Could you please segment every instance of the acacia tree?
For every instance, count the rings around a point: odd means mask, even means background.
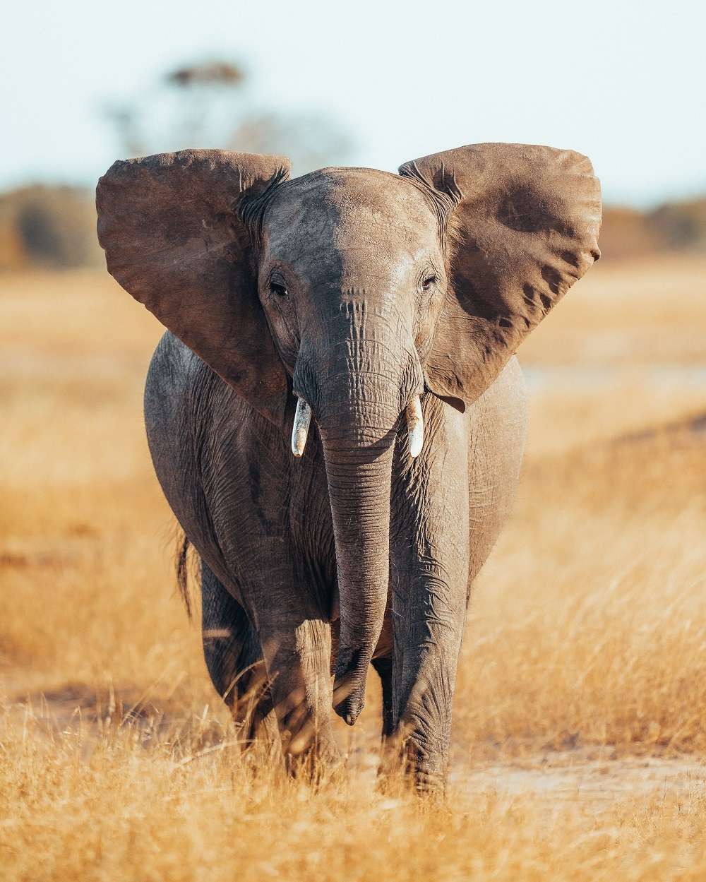
[[[181,65],[105,113],[130,156],[193,146],[283,153],[294,174],[347,161],[352,139],[333,120],[315,110],[256,108],[248,81],[245,70],[227,61]]]

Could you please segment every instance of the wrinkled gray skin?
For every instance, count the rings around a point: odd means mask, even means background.
[[[204,652],[219,692],[248,689],[251,677],[233,682],[264,655],[277,672],[271,700],[287,750],[301,752],[316,734],[319,751],[335,752],[337,531],[341,565],[361,589],[356,626],[375,627],[384,609],[373,657],[383,734],[405,727],[428,789],[442,786],[469,588],[515,493],[525,401],[516,359],[464,415],[425,394],[425,443],[410,458],[400,414],[423,392],[415,330],[430,295],[420,276],[429,264],[442,273],[443,259],[422,197],[412,216],[396,216],[389,181],[409,188],[382,173],[346,176],[328,222],[314,229],[306,198],[321,204],[326,176],[293,182],[269,212],[261,277],[286,267],[288,293],[265,288],[263,304],[315,415],[301,460],[169,333],[150,368],[145,417],[165,494],[204,562]],[[351,198],[361,187],[379,213]],[[390,585],[378,598],[381,568]]]
[[[209,671],[241,718],[239,699],[266,674],[246,735],[279,729],[286,755],[316,760],[337,752],[331,705],[355,722],[372,663],[383,736],[420,789],[442,790],[470,587],[507,518],[522,460],[525,400],[512,353],[598,255],[597,183],[578,154],[491,145],[408,165],[419,180],[333,168],[271,188],[250,234],[264,333],[286,377],[279,420],[234,391],[242,371],[227,383],[192,351],[220,363],[212,332],[192,330],[209,315],[193,286],[171,303],[156,272],[137,265],[155,221],[149,200],[136,211],[123,198],[130,176],[210,174],[223,155],[117,163],[99,188],[111,273],[195,340],[190,348],[170,332],[162,338],[145,418],[160,482],[203,562]],[[233,156],[236,169],[257,160]],[[505,185],[498,176],[521,162],[525,177]],[[534,174],[545,167],[544,177]],[[535,178],[544,189],[531,189]],[[456,231],[442,223],[433,186],[450,194],[447,207],[460,200]],[[160,221],[186,244],[172,252],[155,240],[144,258],[166,255],[160,272],[177,285],[191,277],[174,273],[210,253],[197,225],[190,239],[180,233],[192,203]],[[454,236],[467,256],[457,269]],[[412,460],[405,411],[418,394],[425,439]],[[296,397],[313,411],[301,459],[289,437]]]

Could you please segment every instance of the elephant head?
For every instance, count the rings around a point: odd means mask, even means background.
[[[395,439],[419,396],[460,411],[599,257],[599,186],[570,151],[481,144],[399,175],[184,151],[98,188],[110,273],[282,432],[313,415],[340,594],[334,705],[353,723],[380,636]],[[403,415],[407,415],[405,425]]]

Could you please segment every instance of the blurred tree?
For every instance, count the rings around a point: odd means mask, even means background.
[[[346,161],[353,143],[339,125],[317,112],[256,109],[248,81],[236,63],[180,65],[154,89],[132,102],[109,104],[104,113],[126,155],[194,146],[282,153],[295,175]]]
[[[101,263],[90,191],[36,185],[0,196],[0,269]]]

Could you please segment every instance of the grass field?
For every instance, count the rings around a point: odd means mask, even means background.
[[[706,260],[599,264],[530,339],[445,805],[375,789],[371,684],[319,789],[241,758],[174,589],[107,275],[0,278],[0,878],[706,878]]]

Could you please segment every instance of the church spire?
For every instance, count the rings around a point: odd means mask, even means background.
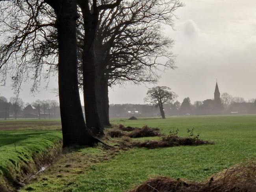
[[[216,82],[216,86],[215,86],[215,91],[214,91],[214,100],[219,100],[221,99],[221,94],[219,90],[219,86],[218,86],[218,83]]]

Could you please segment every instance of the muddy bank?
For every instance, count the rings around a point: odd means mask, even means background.
[[[62,142],[60,141],[43,153],[33,154],[32,161],[28,162],[21,158],[16,170],[9,168],[0,172],[0,191],[18,191],[55,161],[62,151]]]

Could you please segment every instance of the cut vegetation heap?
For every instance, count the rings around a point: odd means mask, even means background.
[[[143,126],[142,128],[138,127],[132,127],[128,126],[124,127],[122,125],[119,125],[118,129],[109,131],[108,135],[111,137],[121,137],[126,136],[132,138],[139,137],[148,137],[159,136],[161,134],[158,128],[151,128],[147,126]],[[124,131],[131,131],[130,133],[124,133],[119,129],[121,129]]]
[[[118,129],[115,129],[109,131],[108,135],[111,137],[121,137],[124,136],[132,138],[146,137],[158,136],[160,138],[159,140],[147,140],[145,141],[131,142],[125,139],[122,141],[122,147],[139,147],[146,148],[148,149],[155,149],[165,147],[174,147],[180,146],[195,146],[202,144],[213,144],[213,142],[204,141],[199,138],[200,133],[195,135],[194,133],[194,128],[192,129],[187,129],[187,132],[189,135],[186,137],[180,137],[177,135],[178,129],[175,131],[171,131],[169,134],[161,134],[158,128],[150,127],[147,126],[143,126],[142,128],[125,127],[122,125],[119,125],[118,128],[122,130],[126,131],[131,131],[129,133],[124,133]]]
[[[202,182],[167,177],[150,179],[129,192],[255,192],[256,161],[239,164]]]

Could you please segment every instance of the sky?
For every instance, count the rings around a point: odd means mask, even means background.
[[[164,32],[175,41],[171,50],[177,56],[175,70],[160,71],[155,85],[126,85],[109,89],[110,103],[143,104],[149,88],[169,87],[180,102],[189,97],[192,103],[213,98],[216,79],[221,94],[226,92],[246,100],[256,98],[256,1],[184,0],[186,6],[175,12],[175,30]],[[24,102],[37,99],[56,100],[52,89],[58,87],[53,78],[45,88],[30,93],[24,84],[20,97]],[[9,98],[13,91],[7,81],[0,87],[0,96]],[[82,103],[83,104],[82,99]]]

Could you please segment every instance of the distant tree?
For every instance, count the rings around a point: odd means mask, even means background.
[[[234,103],[243,103],[245,102],[245,100],[242,97],[235,97],[233,98],[233,102]]]
[[[183,113],[190,113],[191,102],[189,97],[186,97],[183,100],[181,103],[180,111]]]
[[[203,102],[201,101],[196,101],[194,103],[194,105],[195,105],[196,109],[198,109],[202,104]]]
[[[54,117],[56,116],[56,107],[59,106],[59,103],[56,100],[52,100],[51,101],[51,106],[53,108],[54,114]]]
[[[5,119],[9,117],[9,107],[10,104],[8,102],[7,99],[3,96],[0,96],[0,110],[4,111]]]
[[[248,102],[249,103],[254,103],[256,101],[256,99],[252,98],[248,100]]]
[[[48,110],[48,117],[50,119],[51,118],[51,100],[47,100],[46,101],[45,101],[45,102],[46,103],[46,106],[47,107],[47,109]]]
[[[11,104],[15,118],[16,119],[17,115],[21,111],[24,105],[24,102],[20,98],[16,97],[12,97],[10,98],[10,102]]]
[[[38,113],[38,118],[41,118],[41,114],[40,113],[41,109],[42,108],[42,105],[43,105],[43,102],[40,100],[37,100],[35,102],[33,102],[33,105],[35,108],[37,109]]]
[[[171,89],[165,86],[157,86],[150,89],[147,93],[147,97],[144,101],[159,107],[161,116],[163,119],[165,118],[164,109],[163,104],[173,100],[177,97],[177,95]]]
[[[233,97],[228,93],[224,92],[221,94],[221,100],[224,107],[226,109],[230,106],[233,102]]]
[[[44,100],[42,101],[42,105],[43,106],[43,110],[44,112],[44,118],[45,118],[45,111],[46,110],[48,109],[49,103],[47,102]]]

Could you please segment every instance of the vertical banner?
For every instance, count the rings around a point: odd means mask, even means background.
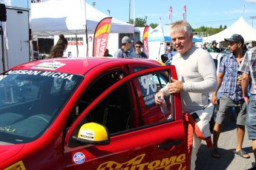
---*---
• [Task brief]:
Gather every line of the listing above that contains the string "segment", and treat uppercase and lowercase letters as distinct.

• [Correct output]:
Could you please segment every instance of the acacia tree?
Could you please segment every instance of the wrinkled gray skin?
Could you please segment every instance of the elephant head?
Could you please segment every instance of the blurred tree?
Could you please segment every instance of the grass field?
Could you please segment every instance of the church spire?
Could you please segment every instance of the muddy bank?
Could you please segment every instance of the cut vegetation heap?
Could you please segment every instance of the sky?
Could you please segment every instance of the distant tree?
Could you please segment every instance of the vertical banner?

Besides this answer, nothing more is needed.